## [What you will do]
Extract the lines of the entries below verbatim, from the line containing "Isolate glasses frame from this picture." through the line containing "[161,126,199,160]", both included.

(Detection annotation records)
####

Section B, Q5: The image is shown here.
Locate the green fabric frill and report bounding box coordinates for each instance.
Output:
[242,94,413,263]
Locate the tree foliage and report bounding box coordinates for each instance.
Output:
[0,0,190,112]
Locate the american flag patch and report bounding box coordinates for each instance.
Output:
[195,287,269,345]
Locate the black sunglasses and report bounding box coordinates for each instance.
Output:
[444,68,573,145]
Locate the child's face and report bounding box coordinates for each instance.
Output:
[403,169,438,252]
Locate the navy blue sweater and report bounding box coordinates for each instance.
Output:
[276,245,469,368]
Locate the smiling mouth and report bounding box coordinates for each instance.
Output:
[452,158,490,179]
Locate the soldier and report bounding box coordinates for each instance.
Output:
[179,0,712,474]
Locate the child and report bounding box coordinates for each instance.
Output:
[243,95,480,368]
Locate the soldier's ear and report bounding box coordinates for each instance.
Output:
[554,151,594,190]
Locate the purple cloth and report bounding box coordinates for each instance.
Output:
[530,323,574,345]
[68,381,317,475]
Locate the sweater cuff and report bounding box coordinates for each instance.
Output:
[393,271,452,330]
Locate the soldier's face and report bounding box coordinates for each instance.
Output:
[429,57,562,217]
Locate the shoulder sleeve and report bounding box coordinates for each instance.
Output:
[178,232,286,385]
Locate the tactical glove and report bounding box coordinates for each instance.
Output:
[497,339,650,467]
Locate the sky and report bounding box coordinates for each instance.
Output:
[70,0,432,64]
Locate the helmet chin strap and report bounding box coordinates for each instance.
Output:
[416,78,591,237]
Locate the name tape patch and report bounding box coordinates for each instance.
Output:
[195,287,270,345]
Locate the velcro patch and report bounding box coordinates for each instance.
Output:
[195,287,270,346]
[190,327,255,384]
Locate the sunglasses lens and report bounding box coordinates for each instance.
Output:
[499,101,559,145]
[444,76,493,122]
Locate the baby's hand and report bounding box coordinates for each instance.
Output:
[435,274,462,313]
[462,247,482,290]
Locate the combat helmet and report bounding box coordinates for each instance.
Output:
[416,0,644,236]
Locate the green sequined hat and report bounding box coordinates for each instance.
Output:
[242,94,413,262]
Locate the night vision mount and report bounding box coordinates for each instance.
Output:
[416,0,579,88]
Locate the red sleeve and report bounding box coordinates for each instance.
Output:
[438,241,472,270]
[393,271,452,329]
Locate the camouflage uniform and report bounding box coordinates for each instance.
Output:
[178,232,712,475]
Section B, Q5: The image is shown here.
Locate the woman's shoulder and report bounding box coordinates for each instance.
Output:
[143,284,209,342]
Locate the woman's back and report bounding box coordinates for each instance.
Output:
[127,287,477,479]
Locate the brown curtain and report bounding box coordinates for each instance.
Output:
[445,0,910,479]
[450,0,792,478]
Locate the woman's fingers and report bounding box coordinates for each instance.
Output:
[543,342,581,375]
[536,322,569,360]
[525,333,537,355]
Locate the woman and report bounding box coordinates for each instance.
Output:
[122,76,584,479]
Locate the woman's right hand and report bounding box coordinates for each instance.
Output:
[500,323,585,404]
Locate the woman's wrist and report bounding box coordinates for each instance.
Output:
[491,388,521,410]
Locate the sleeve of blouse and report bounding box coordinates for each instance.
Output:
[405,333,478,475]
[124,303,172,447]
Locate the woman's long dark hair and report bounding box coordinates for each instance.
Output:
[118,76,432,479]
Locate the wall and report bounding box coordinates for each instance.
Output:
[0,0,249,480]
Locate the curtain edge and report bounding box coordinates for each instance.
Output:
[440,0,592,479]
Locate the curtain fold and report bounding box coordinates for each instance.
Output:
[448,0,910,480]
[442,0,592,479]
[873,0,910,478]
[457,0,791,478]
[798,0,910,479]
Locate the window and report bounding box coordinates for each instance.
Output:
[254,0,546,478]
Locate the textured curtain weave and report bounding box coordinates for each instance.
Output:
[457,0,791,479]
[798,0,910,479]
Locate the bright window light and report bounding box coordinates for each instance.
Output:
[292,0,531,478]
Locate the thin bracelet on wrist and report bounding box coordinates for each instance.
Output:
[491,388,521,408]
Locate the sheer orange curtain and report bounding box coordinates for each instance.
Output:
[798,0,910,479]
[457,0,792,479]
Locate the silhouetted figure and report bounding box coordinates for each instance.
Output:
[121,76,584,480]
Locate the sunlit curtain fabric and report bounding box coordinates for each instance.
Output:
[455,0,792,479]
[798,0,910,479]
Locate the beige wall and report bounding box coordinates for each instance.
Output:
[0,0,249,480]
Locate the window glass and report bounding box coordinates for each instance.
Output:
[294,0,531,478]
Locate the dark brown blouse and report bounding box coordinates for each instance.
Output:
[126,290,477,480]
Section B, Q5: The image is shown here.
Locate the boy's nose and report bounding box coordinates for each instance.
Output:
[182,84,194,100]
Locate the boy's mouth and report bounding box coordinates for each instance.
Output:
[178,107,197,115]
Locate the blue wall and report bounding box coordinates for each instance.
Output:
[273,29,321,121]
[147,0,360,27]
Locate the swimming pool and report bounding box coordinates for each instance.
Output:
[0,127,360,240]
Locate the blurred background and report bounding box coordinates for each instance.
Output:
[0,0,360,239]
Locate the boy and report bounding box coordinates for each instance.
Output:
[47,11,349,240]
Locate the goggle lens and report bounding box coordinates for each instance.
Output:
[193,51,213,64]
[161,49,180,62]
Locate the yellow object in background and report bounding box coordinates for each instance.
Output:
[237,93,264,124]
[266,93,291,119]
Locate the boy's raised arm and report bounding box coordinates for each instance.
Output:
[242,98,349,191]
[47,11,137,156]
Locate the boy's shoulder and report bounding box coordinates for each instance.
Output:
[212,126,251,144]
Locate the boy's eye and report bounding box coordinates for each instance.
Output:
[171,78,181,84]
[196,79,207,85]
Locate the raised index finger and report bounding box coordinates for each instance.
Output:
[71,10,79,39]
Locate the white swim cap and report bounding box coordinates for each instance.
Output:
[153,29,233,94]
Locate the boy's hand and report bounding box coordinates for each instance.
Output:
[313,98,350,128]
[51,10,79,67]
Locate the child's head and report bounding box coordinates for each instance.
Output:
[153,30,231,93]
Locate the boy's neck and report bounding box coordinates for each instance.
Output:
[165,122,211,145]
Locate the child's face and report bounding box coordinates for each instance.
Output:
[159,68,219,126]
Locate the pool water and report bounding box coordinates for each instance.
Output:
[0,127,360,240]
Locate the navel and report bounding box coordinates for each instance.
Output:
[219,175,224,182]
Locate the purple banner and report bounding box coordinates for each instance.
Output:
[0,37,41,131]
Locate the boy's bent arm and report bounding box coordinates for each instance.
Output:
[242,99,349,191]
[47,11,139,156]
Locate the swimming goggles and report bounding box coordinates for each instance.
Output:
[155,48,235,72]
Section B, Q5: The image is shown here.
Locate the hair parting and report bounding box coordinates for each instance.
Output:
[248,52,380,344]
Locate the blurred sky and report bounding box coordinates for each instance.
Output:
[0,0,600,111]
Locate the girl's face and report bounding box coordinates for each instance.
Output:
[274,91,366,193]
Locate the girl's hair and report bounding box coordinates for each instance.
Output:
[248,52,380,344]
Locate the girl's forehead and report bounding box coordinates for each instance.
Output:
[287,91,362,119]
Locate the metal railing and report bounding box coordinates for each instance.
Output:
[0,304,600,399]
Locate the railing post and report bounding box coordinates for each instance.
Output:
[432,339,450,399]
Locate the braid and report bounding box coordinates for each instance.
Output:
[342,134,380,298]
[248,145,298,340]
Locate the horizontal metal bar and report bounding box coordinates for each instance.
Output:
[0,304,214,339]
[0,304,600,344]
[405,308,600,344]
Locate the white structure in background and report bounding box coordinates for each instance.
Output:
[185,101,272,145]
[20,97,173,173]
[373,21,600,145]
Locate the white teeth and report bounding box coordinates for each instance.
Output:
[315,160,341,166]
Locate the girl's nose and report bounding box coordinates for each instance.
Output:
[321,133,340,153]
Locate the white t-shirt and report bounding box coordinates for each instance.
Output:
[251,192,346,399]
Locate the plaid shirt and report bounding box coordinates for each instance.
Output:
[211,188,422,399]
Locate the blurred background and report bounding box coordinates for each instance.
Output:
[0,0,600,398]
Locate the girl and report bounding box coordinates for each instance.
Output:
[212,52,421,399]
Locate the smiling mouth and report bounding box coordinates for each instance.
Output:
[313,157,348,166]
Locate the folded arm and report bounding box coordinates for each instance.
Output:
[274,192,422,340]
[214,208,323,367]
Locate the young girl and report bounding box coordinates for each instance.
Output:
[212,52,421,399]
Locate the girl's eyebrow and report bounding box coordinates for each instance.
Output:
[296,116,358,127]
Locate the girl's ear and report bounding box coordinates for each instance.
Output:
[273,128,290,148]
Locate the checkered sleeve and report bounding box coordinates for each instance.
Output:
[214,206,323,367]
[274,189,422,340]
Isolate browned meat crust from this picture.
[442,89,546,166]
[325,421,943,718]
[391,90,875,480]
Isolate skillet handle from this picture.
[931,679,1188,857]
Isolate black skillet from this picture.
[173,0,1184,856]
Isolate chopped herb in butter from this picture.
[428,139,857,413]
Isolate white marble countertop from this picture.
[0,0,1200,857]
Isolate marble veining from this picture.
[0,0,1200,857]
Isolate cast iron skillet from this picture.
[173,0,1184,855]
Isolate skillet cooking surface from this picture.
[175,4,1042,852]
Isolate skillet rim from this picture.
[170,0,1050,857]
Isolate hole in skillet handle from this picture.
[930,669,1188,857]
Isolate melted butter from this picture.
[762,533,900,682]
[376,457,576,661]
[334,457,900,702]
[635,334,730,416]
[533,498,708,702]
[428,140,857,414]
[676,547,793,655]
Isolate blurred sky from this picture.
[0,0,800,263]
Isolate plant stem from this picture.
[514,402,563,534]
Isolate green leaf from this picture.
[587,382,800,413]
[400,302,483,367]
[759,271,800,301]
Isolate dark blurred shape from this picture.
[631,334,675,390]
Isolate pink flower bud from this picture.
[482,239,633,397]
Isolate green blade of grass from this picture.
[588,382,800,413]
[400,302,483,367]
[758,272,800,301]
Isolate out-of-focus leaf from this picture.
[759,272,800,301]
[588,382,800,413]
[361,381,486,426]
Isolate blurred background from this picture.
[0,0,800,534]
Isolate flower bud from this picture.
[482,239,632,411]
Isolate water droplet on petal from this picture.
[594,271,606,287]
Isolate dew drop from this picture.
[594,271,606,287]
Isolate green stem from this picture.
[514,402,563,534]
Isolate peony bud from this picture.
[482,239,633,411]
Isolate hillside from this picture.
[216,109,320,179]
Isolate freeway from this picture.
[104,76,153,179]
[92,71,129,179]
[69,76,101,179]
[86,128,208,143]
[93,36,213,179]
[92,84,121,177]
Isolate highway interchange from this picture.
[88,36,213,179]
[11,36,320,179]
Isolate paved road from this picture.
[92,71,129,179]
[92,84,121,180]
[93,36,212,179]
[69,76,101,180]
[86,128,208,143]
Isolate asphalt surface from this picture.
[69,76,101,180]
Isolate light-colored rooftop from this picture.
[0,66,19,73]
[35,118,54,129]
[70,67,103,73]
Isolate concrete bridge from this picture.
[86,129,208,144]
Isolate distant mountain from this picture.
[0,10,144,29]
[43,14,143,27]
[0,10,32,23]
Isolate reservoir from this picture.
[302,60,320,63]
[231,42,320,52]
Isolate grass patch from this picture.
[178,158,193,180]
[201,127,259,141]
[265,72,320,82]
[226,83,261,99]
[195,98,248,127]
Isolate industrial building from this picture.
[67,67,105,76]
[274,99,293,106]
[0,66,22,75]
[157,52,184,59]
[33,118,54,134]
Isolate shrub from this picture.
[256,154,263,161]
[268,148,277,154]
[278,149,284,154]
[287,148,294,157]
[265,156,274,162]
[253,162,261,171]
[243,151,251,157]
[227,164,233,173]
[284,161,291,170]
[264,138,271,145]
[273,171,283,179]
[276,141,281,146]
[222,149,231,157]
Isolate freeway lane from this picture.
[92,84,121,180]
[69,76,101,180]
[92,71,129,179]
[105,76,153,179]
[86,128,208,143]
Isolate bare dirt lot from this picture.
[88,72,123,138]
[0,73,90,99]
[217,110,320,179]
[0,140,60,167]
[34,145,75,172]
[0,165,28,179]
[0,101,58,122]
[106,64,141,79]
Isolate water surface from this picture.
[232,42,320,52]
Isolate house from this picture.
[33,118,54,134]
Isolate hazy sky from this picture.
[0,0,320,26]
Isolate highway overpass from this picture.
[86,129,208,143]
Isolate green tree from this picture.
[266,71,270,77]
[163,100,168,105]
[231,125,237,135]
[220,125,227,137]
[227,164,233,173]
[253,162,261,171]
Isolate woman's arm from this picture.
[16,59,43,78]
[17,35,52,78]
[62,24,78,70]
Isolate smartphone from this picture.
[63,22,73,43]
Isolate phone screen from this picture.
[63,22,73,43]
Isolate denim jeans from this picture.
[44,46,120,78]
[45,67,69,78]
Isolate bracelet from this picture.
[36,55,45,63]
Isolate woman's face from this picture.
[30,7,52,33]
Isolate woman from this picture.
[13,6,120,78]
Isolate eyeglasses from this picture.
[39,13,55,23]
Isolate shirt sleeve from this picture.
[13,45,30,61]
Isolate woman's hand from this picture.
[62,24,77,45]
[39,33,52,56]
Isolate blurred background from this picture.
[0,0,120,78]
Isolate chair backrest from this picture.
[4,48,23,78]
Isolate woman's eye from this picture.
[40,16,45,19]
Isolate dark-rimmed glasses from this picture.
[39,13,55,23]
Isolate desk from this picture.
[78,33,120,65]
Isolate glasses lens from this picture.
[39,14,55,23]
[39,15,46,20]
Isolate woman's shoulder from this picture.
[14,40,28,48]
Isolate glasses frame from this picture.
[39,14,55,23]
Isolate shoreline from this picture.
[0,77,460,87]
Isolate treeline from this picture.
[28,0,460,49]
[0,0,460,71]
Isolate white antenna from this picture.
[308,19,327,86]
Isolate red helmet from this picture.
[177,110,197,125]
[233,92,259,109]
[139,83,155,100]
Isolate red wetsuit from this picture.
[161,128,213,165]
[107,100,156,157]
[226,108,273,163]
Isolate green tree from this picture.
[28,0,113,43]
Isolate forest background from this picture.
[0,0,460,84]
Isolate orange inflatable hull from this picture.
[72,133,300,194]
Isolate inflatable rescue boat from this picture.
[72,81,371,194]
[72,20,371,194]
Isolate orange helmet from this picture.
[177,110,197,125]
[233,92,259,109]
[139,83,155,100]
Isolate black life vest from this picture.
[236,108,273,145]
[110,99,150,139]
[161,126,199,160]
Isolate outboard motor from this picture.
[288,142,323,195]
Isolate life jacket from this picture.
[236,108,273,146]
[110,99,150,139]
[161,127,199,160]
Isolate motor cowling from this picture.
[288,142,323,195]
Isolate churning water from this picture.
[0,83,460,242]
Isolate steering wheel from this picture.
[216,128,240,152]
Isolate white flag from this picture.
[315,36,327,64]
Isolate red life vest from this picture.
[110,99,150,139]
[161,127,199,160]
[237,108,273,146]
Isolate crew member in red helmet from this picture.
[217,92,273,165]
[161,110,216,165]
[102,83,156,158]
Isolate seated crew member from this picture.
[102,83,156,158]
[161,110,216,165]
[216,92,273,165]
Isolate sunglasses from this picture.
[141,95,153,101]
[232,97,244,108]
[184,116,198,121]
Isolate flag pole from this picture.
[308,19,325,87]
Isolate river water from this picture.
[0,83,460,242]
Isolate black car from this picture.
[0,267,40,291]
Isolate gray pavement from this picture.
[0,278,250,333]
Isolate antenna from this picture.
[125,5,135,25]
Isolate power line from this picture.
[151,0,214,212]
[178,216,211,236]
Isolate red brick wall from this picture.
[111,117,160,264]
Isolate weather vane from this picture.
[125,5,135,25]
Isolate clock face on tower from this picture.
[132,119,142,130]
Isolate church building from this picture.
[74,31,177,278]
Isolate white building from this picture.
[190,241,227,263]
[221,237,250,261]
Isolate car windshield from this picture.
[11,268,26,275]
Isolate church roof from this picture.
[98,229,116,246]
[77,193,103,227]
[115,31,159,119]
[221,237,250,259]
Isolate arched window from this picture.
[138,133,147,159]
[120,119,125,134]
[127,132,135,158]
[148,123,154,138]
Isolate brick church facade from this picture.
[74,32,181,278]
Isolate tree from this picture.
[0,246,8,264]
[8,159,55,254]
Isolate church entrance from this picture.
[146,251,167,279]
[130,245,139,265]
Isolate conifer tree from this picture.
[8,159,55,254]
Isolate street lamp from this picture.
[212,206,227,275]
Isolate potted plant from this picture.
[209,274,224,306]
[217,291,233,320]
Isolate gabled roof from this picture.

####

## [Correct response]
Isolate glasses frame from this picture.
[39,14,55,23]
Isolate shoreline from this picture.
[0,77,460,87]
Isolate treeline from this picture.
[28,0,460,49]
[0,0,460,71]
Isolate white antenna from this picture.
[308,19,327,86]
Isolate red helmet from this picture.
[177,110,197,125]
[233,92,259,109]
[139,83,155,100]
Isolate red wetsuit from this picture.
[161,128,213,165]
[107,100,156,157]
[226,108,273,163]
Isolate green tree from this picture.
[28,0,113,43]
Isolate forest background from this picture.
[0,0,460,84]
Isolate orange inflatable hull from this picture.
[72,133,300,194]
Isolate inflatable rescue boat from this picture.
[72,81,371,194]
[72,20,371,194]
Isolate orange helmet from this picture.
[177,110,197,125]
[233,92,259,109]
[139,83,155,100]
Isolate black life vest from this picture.
[236,108,273,145]
[110,99,150,139]
[161,126,199,160]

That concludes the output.